+++ FRAGMENTO PARA LEER +++
Si bien habría que considerar todo ese entramado de fenómenos globales y complejos en plena era de la información, en Chile, las medidas para contener los brotes virales se encontraron con una actitud que pareciera ser, por un lado, desinformativa; y por otro abiertamente anticientífica. Tanto así que una de las primeras medidas rayó en lo absurdo: el ministro de salud implementó un plan de contención (un trámite burocrático) que consistía en preguntarles a las personas que venían del extranjero si padecían el virus o no. Esto no parece muy científico sino más bien algo personal, pues da la impresión que lo que se practica no es la ciencia, sino más bien la imposición del ego de una autoridad que creyó que el plan elaborado por su ministerio era mesurado y efectivo. Estamos hablando de un ministro que ha dicho reiteradas veces que Chile posee uno de los mejores sistemas de salud del planeta. Es decir, establece en la opinión pública, un dogma por sobre la duda científica. A este nivel de polémica, bien podríamos decir que el arribo del virus es un merecido castigo de un Dios al que le disgustan, con mucha razón, las provocaciones.
No obstante esta ilusión, esta actitud egocéntrica o dogmática (por decir lo menos) estamos lidiando con un problema que requiere sobre todo, pensamiento complejo. Esto significa lidiar con contingencias (cosas que son y no son al mismo tiempo) ignorancia, desinformación, con el tiempo y asumir muchas (muchísimas) posibilidades, pero el problema se aborda con sentido de gobernabilidad, gerenciamiento y en el peor de los casos, indisciplina. Esto es fatal porque significa sin intelligentsia, sin racionalidad científica. El mismo ministro de salud preguntaba hace un par de horas por redes sociales si la suspensión de clases era una medida razonable. Al día siguiente, la subsecretaria del mismo ministerio, presenta a un equipo de expertos a cargo del virus que declara públicamente que las medidas extremas no eran necesarias. El presidente, sólo horas después, anunció la suspensión de clases en todos los colegios del país contradiciendo al comité de expertos por TV abierta. Pareciera que efectivamente se intentó resguardar la gobernabilidad, pero la ciencia prevaleció y en buena hora primó la sensatez.
+++ DATOS PROPORCIONADOS +++
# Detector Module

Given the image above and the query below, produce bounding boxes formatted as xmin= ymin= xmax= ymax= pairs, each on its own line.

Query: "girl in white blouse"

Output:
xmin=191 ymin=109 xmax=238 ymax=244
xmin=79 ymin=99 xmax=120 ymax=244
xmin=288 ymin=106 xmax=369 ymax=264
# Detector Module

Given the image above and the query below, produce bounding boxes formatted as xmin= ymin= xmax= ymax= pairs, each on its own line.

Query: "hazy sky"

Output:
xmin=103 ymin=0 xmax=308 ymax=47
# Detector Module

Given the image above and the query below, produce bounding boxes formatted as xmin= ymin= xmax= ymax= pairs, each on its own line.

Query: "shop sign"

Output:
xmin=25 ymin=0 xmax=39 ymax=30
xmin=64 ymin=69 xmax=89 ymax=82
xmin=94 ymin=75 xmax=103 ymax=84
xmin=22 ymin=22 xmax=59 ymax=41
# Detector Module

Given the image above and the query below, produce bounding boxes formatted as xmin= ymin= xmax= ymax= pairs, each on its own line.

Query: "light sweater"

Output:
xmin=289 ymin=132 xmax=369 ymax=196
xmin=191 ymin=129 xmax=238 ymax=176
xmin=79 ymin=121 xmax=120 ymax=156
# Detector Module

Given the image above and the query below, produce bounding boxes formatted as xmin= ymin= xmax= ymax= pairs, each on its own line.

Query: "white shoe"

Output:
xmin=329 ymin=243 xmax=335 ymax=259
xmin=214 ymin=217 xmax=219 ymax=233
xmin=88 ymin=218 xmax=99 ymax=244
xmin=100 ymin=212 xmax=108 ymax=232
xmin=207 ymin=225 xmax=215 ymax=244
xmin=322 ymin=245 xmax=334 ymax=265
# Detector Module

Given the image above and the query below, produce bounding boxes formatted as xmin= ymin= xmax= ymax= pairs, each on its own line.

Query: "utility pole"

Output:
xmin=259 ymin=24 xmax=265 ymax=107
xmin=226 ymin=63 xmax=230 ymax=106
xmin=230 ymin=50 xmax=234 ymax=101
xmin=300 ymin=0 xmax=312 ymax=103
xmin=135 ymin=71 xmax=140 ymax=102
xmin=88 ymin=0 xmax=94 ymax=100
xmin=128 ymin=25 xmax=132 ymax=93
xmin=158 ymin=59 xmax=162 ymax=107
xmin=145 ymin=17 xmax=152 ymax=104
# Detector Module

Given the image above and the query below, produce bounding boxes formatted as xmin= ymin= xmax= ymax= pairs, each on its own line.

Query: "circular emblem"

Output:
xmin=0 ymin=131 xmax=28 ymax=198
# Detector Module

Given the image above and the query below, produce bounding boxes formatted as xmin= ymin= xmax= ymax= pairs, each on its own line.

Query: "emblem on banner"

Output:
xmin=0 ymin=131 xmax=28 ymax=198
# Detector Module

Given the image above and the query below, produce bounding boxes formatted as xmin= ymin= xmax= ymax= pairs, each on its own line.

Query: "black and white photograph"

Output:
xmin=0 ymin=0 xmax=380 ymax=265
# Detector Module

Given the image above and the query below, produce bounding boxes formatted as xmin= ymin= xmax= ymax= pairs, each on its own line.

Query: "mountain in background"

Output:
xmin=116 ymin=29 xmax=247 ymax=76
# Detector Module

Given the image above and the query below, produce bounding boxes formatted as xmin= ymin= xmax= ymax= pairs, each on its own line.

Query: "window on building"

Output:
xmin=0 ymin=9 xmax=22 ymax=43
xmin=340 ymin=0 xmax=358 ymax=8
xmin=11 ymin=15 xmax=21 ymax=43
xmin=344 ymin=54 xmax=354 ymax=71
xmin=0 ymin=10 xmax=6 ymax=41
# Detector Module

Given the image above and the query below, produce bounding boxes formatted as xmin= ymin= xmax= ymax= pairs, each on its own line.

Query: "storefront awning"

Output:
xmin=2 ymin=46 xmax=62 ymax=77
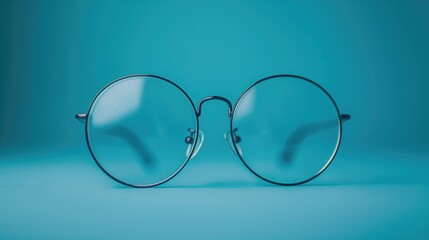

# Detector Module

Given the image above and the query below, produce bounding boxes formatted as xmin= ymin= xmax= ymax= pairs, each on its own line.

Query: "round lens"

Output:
xmin=231 ymin=75 xmax=341 ymax=185
xmin=86 ymin=76 xmax=198 ymax=187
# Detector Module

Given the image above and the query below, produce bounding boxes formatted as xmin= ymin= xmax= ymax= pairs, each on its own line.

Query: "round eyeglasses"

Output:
xmin=75 ymin=75 xmax=350 ymax=187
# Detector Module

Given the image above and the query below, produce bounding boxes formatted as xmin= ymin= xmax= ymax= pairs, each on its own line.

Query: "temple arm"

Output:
xmin=75 ymin=113 xmax=155 ymax=166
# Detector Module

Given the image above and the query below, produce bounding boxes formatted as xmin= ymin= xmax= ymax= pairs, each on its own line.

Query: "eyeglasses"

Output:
xmin=75 ymin=75 xmax=351 ymax=187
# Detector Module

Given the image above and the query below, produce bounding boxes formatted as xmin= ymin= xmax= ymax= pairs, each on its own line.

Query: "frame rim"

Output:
xmin=85 ymin=74 xmax=200 ymax=188
xmin=229 ymin=74 xmax=343 ymax=186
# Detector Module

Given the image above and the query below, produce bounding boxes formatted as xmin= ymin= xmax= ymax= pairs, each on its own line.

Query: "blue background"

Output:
xmin=0 ymin=0 xmax=429 ymax=239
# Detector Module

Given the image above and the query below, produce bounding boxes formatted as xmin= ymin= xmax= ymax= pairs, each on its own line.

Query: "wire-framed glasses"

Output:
xmin=76 ymin=75 xmax=350 ymax=187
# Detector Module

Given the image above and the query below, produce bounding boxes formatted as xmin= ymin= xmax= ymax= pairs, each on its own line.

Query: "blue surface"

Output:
xmin=0 ymin=149 xmax=429 ymax=239
xmin=0 ymin=0 xmax=429 ymax=239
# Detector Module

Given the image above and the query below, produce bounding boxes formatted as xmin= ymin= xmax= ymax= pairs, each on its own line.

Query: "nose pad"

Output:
xmin=223 ymin=128 xmax=243 ymax=157
xmin=185 ymin=128 xmax=204 ymax=159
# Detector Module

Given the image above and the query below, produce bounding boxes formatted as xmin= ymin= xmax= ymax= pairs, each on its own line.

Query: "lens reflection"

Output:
xmin=232 ymin=76 xmax=340 ymax=184
xmin=87 ymin=76 xmax=197 ymax=186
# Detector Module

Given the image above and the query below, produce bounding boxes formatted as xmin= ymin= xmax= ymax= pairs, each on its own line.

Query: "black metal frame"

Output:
xmin=75 ymin=74 xmax=351 ymax=188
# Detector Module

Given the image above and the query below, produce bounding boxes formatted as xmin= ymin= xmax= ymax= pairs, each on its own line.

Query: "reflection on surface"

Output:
xmin=92 ymin=78 xmax=145 ymax=127
xmin=234 ymin=89 xmax=256 ymax=121
xmin=281 ymin=120 xmax=338 ymax=164
xmin=104 ymin=127 xmax=155 ymax=167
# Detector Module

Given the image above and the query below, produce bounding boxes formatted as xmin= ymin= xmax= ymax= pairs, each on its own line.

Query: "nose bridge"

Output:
xmin=197 ymin=96 xmax=232 ymax=117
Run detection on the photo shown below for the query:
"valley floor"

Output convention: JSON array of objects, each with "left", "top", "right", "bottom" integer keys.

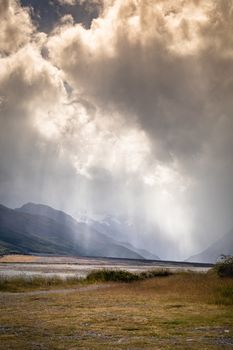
[
  {"left": 0, "top": 272, "right": 233, "bottom": 350},
  {"left": 0, "top": 255, "right": 211, "bottom": 277}
]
+++
__QUÉ HACER__.
Repite palabra por palabra el texto completo sobre la respuesta de Chile ante el virus. Los registros proceden de otra fuente.

__RESPUESTA__.
Si bien habría que considerar todo ese entramado de fenómenos globales y complejos en plena era de la información, en Chile, las medidas para contener los brotes virales se encontraron con una actitud que pareciera ser, por un lado, desinformativa; y por otro abiertamente anticientífica. Tanto así que una de las primeras medidas rayó en lo absurdo: el ministro de salud implementó un plan de contención (un trámite burocrático) que consistía en preguntarles a las personas que venían del extranjero si padecían el virus o no. Esto no parece muy científico sino más bien algo personal, pues da la impresión que lo que se practica no es la ciencia, sino más bien la imposición del ego de una autoridad que creyó que el plan elaborado por su ministerio era mesurado y efectivo. Estamos hablando de un ministro que ha dicho reiteradas veces que Chile posee uno de los mejores sistemas de salud del planeta. Es decir, establece en la opinión pública, un dogma por sobre la duda científica. A este nivel de polémica, bien podríamos decir que el arribo del virus es un merecido castigo de un Dios al que le disgustan, con mucha razón, las provocaciones.
No obstante esta ilusión, esta actitud egocéntrica o dogmática (por decir lo menos) estamos lidiando con un problema que requiere sobre todo, pensamiento complejo. Esto significa lidiar con contingencias (cosas que son y no son al mismo tiempo) ignorancia, desinformación, con el tiempo y asumir muchas (muchísimas) posibilidades, pero el problema se aborda con sentido de gobernabilidad, gerenciamiento y en el peor de los casos, indisciplina. Esto es fatal porque significa sin intelligentsia, sin racionalidad científica. El mismo ministro de salud preguntaba hace un par de horas por redes sociales si la suspensión de clases era una medida razonable. Al día siguiente, la subsecretaria del mismo ministerio, presenta a un equipo de expertos a cargo del virus que declara públicamente que las medidas extremas no eran necesarias. El presidente, sólo horas después, anunció la suspensión de clases en todos los colegios del país contradiciendo al comité de expertos por TV abierta. Pareciera que efectivamente se intentó resguardar la gobernabilidad, pero la ciencia prevaleció y en buena hora primó la sensatez.